Instructions:
a) In the text on HDAC6 inhibitors, what IC50 did the best candidate reach?
b) Return everything in the text on HDAC6 inhibitors from "Histone deacetylases (HDACs)" down to "Hsp90 and cortactin.".
c) Resume the text on HDAC6 inhibitors after its final sentence.

Inhibitors of histone deacetylase 6 based on a novel 3-hydroxy-isoxazole zinc binding group.

Histone deacetylase 6 (HDAC6) is an established drug target for cancer treatment. Inhibitors of HDAC6 based on a hydroxamic acid zinc binding group (ZBG) are often associated with undesirable side effects. Herein, we describe the identification of HDAC6 inhibitors based on a completely new 3-hydroxy-isoxazole ZBG. A series of derivatives decorated with different aromatic or heteroaromatic linkers, and various cap groups were synthesised and biologically tested. In vitro tests demonstrated that some compounds are able to inhibit HDAC6 with good potency, the best candidate reaching an IC50 of 700 nM. Such good potency obtained with a completely new ZBG make these compounds particularly attractive. The effect of the most active inhibitors on the acetylation levels of histone H3 and α- tubulin and their anti-proliferative activity of DU145 cells were also investigated. Docking studies were performed to evaluate the binding mode of these new derivatives and discuss structure-activity relationships.

Introduction

Histone deacetylases (HDACs) are post-translational enzymes that remove acetyl groups from lysine residues, thereby regulating key processes, such as gene expression. Eleven HDAC isoforms, clustered into four classes, are currently described. HDAC6 is a histone deacetylase isoform belonging to class IIb that contains two catalytic domains and, unlike other HDACs with nuclear localisation, is found mainly in the cytoplasm. Importantly, HDAC6 deacetylates non-histone proteins, such as tubulin, Hsp90 and cortactin.

Several HDAC inhibitors (HDACi) have been developed so far, mainly active against cancer and neurodegenerative diseases, resulting in five approved drugs. The vast majority of the developed inhibitors contain a hydroxamic acid zinc binding group (ZBG). However, several studies have shown that hydroxamic acids are genotoxic due to the Lossen rearrangement of the O-ester, which yields a reactive isocyanate able to covalently modify various cellular components. This undesirable effect motivates the search for HDAC inhibitors with alternative ZBGs.

In a recent study, we described the effect of different linker chemotypes on the potency and selectivity of a series of HDACi carrying a hydroxamate ZBG. Interestingly, during the synthesis of N-hydroxy-3-phenyl-propiolamide 12, we observed the formation of 5-aryl-3-hydroxy-isoxazole 13, presumably formed through intramolecular cyclisation by 1,4 addition of the hydroxyl group to the conjugated alkyne bond (Scheme 1). Compound 12 converted into 13 over time, even when stored at solid state both at room temperature and at −20 °C, demonstrating that compound 13 is stable. Being constituted by a small heteroaromatic ring with hydrogen bond acceptor and donor atoms, we hypothesised that the 3-hydroxy-isoxazole moiety could satisfy the pharmacophore requirements necessary for the coordination of the catalytic zinc ion of HDAC6. Therefore, in this work we investigated a series of 3-hydroxy-isoxazole derivatives bearing different aromatic or heteroaromatic linkers and various cap groups.

The data:
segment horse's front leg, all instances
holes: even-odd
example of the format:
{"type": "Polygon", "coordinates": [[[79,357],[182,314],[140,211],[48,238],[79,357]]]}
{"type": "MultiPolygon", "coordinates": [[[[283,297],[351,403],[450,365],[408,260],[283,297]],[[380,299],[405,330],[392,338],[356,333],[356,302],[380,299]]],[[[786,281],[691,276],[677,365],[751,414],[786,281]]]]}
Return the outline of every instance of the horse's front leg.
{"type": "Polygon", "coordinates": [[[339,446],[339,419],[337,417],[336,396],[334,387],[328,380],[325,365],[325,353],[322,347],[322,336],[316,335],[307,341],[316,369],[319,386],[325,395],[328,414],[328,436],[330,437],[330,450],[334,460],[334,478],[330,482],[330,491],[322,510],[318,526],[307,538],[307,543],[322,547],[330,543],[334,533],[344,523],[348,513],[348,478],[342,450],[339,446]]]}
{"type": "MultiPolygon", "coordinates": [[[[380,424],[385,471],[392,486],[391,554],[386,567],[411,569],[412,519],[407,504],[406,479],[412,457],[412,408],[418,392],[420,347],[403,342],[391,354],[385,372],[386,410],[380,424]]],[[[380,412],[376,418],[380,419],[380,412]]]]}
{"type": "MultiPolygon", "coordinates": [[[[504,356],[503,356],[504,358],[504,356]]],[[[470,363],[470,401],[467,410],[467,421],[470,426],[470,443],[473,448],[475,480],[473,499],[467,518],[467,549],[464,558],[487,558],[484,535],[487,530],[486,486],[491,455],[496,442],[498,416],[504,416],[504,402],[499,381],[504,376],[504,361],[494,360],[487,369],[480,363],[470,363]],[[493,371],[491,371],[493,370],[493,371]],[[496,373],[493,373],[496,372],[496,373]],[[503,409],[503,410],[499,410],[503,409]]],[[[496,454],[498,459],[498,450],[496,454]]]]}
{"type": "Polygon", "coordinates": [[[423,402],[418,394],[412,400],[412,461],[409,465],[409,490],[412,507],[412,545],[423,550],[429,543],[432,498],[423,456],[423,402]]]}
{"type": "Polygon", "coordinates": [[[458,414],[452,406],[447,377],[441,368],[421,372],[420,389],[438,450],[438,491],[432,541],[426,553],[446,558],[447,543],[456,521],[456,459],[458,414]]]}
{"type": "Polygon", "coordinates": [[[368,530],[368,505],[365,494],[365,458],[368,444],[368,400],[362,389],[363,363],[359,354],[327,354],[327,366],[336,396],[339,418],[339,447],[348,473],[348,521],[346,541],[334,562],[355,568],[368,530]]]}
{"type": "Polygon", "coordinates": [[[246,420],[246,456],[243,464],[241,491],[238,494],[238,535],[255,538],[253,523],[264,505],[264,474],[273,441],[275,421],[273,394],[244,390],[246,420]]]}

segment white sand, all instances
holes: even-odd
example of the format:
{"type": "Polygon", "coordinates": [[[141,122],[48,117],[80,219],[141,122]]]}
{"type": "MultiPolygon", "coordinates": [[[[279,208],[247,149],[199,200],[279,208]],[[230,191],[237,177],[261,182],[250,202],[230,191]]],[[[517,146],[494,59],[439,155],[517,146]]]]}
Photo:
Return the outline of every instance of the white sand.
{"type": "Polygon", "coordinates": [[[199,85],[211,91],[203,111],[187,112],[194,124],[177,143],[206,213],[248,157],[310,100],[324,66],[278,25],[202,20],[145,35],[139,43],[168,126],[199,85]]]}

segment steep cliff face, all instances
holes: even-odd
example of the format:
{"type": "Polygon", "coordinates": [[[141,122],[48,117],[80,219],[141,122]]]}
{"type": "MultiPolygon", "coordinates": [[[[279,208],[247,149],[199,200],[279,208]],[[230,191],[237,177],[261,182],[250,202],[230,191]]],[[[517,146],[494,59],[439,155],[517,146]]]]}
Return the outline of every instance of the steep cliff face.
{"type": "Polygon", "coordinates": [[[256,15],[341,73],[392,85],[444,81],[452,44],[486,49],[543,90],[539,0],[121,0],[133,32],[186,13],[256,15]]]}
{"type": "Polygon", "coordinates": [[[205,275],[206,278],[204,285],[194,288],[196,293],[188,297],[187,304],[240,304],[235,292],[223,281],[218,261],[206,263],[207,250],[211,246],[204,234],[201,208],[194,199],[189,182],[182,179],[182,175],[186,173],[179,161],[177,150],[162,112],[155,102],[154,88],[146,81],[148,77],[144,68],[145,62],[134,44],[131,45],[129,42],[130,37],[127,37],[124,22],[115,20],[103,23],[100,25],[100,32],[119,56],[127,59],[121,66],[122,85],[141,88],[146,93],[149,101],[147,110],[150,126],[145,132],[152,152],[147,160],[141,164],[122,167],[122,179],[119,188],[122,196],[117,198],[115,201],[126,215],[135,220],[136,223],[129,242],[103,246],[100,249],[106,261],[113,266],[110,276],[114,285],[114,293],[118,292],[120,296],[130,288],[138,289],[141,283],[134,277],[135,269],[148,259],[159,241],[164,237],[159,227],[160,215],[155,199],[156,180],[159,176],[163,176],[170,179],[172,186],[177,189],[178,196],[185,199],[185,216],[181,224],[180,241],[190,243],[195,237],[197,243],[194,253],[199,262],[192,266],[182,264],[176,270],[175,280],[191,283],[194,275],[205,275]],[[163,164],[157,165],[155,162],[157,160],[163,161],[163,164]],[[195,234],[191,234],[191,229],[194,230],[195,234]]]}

Response list:
a) 700 nM

b)
Histone deacetylases (HDACs) are post-translational enzymes that remove acetyl groups from lysine residues, thereby regulating key processes, such as gene expression. Eleven HDAC isoforms, clustered into four classes, are currently described. HDAC6 is a histone deacetylase isoform belonging to class IIb that contains two catalytic domains and, unlike other HDACs with nuclear localisation, is found mainly in the cytoplasm. Importantly, HDAC6 deacetylates non-histone proteins, such as tubulin, Hsp90 and cortactin.

c)
Scheme 1.

Conversion of the N-hydroxy-3-phenyl-propiolamide 12 into the 3-hydroxy-5-phenyl-isoxazole 13.

Results

Ligand-based analyses

We firstly investigated the tautomeric preference of compound 13 in water solvent by means of quantum-chemical calculations, performed with Jaguar of the Schrödinger suite 2020–1, with default settings,. Indeed, five-membered heteroaromatic rings, such as 3-hydroxy-isoxazole, could undergo keto–enol tautomerism in water,. Results of the quantum-chemical calculations indicated that the enol form is 0.5 kcal/mol more stable than the keto tautomer, which is likely to be favoured by aromaticity. This result is in line with previous in silico and experimental studies on the tautomeric equilibria of 3-hydroxy-substituted isoxazoles, suggesting that the 3-hydroxy tautomer is preferentially present in solution. Therefore, all in silico calculations were conducted with the enol form of the ligands.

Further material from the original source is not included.